**Source data**:
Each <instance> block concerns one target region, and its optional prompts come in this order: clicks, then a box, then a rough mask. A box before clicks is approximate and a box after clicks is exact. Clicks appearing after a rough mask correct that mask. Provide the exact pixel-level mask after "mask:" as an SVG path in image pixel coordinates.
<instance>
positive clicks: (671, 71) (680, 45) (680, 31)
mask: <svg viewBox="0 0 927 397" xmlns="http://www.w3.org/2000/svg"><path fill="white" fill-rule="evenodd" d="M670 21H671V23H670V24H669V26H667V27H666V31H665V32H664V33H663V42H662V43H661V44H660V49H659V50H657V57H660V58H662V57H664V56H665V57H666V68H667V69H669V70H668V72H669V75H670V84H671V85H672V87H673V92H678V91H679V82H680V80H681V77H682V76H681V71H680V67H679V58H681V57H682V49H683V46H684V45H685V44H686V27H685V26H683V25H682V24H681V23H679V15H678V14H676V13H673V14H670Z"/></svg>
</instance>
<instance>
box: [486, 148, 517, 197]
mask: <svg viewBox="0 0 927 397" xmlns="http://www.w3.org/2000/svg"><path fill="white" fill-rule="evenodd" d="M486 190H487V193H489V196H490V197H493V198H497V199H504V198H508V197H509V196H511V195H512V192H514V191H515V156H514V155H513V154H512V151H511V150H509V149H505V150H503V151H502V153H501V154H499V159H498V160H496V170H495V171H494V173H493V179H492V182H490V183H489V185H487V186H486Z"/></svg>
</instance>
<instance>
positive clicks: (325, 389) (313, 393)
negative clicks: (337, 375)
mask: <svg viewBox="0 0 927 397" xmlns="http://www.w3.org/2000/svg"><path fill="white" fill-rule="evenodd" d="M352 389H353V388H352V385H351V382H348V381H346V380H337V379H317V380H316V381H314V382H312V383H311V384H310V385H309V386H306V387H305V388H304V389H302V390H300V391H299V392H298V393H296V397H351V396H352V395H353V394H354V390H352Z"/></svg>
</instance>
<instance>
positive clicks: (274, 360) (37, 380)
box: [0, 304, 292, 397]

**Work to be completed**:
Copy the entries word for word, from their first line through the line containing "positive clicks: (671, 71)", both ends included.

**Solved problem**:
Each <instance> block concerns one target region, and its optional prompts come in this order: clicks, then a box, then a rough mask. A box before clicks is approximate and a box after clicks is exact. Clicks appearing after a rough mask correct that mask. Provide the exact pixel-level mask after "mask:" as an SVG path in image pixel coordinates.
<instance>
positive clicks: (671, 71) (680, 45) (680, 31)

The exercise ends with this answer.